HOW TO COMPLETE THIS TASK: Every record, from first to last, should be written out again exactly.

Segment Start: INPUT MATERIAL

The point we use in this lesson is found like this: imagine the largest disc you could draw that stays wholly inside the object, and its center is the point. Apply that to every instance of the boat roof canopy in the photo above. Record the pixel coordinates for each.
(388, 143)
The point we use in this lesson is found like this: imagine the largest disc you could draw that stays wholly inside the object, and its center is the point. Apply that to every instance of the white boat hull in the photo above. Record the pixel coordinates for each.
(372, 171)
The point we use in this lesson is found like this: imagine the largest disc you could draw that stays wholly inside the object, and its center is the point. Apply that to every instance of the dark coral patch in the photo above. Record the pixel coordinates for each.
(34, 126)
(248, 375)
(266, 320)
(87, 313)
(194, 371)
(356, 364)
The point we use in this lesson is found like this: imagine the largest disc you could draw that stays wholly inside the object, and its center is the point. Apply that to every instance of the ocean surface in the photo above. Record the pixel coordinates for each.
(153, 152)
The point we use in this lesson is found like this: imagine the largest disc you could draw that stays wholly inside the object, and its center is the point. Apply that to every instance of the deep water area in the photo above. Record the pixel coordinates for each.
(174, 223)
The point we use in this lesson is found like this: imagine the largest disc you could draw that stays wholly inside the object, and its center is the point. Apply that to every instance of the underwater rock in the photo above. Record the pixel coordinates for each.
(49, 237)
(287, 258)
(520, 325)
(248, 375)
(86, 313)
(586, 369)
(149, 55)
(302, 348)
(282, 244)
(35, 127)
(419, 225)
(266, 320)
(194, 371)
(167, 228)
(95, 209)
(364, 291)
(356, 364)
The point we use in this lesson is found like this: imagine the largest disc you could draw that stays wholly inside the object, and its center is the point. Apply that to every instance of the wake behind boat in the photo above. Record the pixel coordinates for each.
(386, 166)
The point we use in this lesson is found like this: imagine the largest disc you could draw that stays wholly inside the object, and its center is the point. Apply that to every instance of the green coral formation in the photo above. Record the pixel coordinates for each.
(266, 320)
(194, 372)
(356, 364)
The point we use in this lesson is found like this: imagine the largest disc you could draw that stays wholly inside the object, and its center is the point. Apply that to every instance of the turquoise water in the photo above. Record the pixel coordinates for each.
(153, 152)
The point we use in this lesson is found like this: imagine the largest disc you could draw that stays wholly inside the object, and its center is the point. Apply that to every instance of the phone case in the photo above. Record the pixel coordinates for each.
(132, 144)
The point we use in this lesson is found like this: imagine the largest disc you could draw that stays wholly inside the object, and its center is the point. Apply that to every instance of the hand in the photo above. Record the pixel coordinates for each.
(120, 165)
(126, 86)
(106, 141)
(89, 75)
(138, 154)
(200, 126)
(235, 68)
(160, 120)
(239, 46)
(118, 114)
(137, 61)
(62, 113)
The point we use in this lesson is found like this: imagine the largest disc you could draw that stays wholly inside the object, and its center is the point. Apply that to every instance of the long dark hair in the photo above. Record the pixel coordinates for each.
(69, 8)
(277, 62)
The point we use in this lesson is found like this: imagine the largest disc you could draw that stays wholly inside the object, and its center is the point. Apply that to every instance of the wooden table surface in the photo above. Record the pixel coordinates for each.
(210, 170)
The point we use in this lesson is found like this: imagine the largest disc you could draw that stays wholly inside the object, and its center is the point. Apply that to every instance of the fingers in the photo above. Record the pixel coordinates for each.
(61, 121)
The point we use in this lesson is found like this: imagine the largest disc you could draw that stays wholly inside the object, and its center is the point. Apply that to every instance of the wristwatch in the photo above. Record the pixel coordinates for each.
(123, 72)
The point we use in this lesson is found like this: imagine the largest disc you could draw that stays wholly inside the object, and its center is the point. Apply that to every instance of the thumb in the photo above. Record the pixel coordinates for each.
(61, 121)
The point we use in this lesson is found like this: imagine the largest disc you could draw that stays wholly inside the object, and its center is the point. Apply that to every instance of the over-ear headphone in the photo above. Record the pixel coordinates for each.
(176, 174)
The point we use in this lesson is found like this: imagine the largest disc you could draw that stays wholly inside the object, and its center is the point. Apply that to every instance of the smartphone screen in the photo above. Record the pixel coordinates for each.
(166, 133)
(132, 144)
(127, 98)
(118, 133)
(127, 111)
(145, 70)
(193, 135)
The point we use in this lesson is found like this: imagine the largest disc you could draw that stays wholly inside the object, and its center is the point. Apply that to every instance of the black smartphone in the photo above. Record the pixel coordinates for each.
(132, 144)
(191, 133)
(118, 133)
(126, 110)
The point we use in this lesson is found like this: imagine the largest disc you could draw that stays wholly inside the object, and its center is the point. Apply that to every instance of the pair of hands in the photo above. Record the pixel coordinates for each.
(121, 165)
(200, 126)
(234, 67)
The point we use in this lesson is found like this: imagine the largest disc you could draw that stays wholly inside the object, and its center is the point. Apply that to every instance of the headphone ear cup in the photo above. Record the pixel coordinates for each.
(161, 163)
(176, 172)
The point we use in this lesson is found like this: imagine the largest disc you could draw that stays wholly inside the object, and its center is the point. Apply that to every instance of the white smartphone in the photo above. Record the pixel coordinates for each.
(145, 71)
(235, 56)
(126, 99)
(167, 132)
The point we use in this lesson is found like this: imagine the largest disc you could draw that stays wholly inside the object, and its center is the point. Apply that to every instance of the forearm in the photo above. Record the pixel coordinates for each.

Segment End: INPUT MATERIAL

RESULT OF THIS EXERCISE:
The point we use in this lesson is found like this: imagine the largest disc you could draw that stays wholly inside the object, and its center is the point. Apply that to every instance of the boat roof canopy in the photo above. Record the pixel coordinates for each.
(388, 143)
The point we use in this lesson is found like this: imagine the largest disc you could draw that stays wholly inside the object, and its center is the point. Apply that to every instance of the white boat hull in the photo above. Record the pixel coordinates for each.
(372, 171)
The point we use in this lesson is found like this: imagine the largest disc you could draw that stays wholly inside the object, and its center is the point. Apply that to every instance of the dark coral patch in the photo above. Record the pixel coordinates for each.
(34, 126)
(248, 375)
(266, 320)
(87, 313)
(194, 371)
(356, 364)
The point we use in this lesson is found like this: imagine the largest disc you could draw that stays wholly inside the object, and its center is the point. Apply that to every instance of the ocean surface in the photo above. Record the pixel coordinates for each.
(153, 152)
The point we use in this lesson is found like this: imagine the largest disc you could draw that stays wholly inside the object, and its center is the point. Apply that to every instance of the deep water area in the photo above. Record the pixel coordinates for each.
(174, 223)
The point we use in this lesson is found like this: imagine the largest disc you could draw that stays wholly inside the object, and its center is the point. Apply that to every instance of the underwater rock in the photo above. Record the pixel coordinates for each.
(49, 237)
(287, 258)
(520, 325)
(248, 375)
(86, 313)
(586, 369)
(149, 55)
(302, 348)
(282, 244)
(35, 127)
(419, 225)
(266, 320)
(194, 371)
(167, 228)
(95, 209)
(364, 291)
(356, 364)
The point we use in this lesson is found like this: imagine the largest disc you could draw that stays wholly inside the object, and its center is the point. Apply that to every instance of the wake behind boat in the photo above. Record the pixel coordinates for each.
(386, 166)
The point we use in this lesson is found like this: imagine the largest disc you could draw that stays wholly inside the object, and its center is the point. Apply that to every instance of the green coral formation in the photo above. Record the pixel coordinates for each.
(266, 320)
(194, 372)
(356, 364)
The point we use in this lesson is found like this: imagine the largest disc you could draw that stays wholly inside the object, and its center is the point. Apply that to every instance of the turquoise water in the photo above. Record the pixel coordinates for each.
(153, 152)
The point we use in this lesson is found like this: imagine the largest disc you could draw that stays wholly inside the object, and its center is the point. Apply that to every instance of the phone case in the photo above. Record the pixel coordinates for each.
(132, 144)
The point we use in this lesson is found like this: imagine the largest disc you could draw that stays wholly inside the object, and its center is the point. Apply that to every instance of the hand in the photo above. Record the pixel coordinates for each.
(120, 165)
(126, 86)
(106, 141)
(89, 75)
(138, 154)
(200, 126)
(235, 68)
(160, 120)
(239, 46)
(118, 114)
(137, 61)
(62, 113)
The point we use in this lesson is found like this: imagine the largest disc you could draw that stays wholly inside the object, and its center is the point. Apply that to every instance of the long dark hair in the photo above. Record the pixel coordinates for each.
(69, 8)
(277, 62)
The point we use in this lesson is found like this: imagine the largest disc you could draw that stays wholly inside the object, and its center is the point. Apply that to every instance of the wooden table surface in the photo above. Record the pixel coordinates for each.
(210, 170)
The point we use in this lesson is found like this: imagine the largest disc you could draw that stays wholly inside the object, and its center is the point. Apply that to every instance of the fingers in the photo above. Record the pixel coordinates for each.
(61, 121)
The point we use in this lesson is found like this: imagine the largest disc you could draw that stays wholly inside the object, and its center is the point. Apply that to every instance of the wristwatch in the photo above. Record the pixel coordinates for each.
(123, 72)
The point we use in this lesson is found like this: imagine the largest disc you could draw that stays wholly inside the object, and its center is the point. Apply that to every instance of the thumb in the photo above. Record the pixel coordinates for each.
(61, 121)
The point we use in this lesson is found like this: imagine the largest disc you could draw that stays wholly inside the object, and its center is the point. Apply that to every instance of the over-ear headphone in the photo above. Record the pixel coordinates for each.
(176, 174)
The point we use in this lesson is found like this: imagine the largest disc you could draw that stays wholly inside the object, and its center is the point. Apply that to every instance of the smartphone screen in the photo above. Record the pixel coordinates for each.
(166, 133)
(132, 144)
(127, 98)
(118, 133)
(127, 111)
(145, 70)
(193, 135)
The point we use in this lesson is found like this: imagine the largest disc you could draw that stays wholly inside the object, and its center is the point. Apply that to every instance of the black smartphone in the photo above. Record the pixel coordinates for each.
(132, 144)
(191, 133)
(118, 133)
(126, 110)
The point we use in this lesson is found like this: imagine the largest disc you could draw that stays wholly inside the object, and its center is the point. Apply that to every instance of the pair of hands in the photo above. Record the pixel coordinates for each.
(121, 165)
(200, 126)
(234, 67)
The point we use in this lesson is found like this: imagine the largest disc you could draw that stays wholly inside the object, and its center is the point. Apply that to every instance of the headphone ear cup in the photo above. Record the pixel coordinates for each.
(161, 163)
(176, 172)
The point we use in this lesson is found like this: imagine the largest disc you could draw that stays wholly inside the object, and its center is the point. Apply that to every instance of the white smartphone in the photo above. Record the pixel coordinates for each.
(145, 71)
(235, 56)
(126, 99)
(167, 132)
The point we use in this lesson is found like this: imagine the largest disc you could draw that stays wholly inside the object, and its center is the point. Apply that to every instance of the forearm in the photo above. Record the pixel coordinates for each.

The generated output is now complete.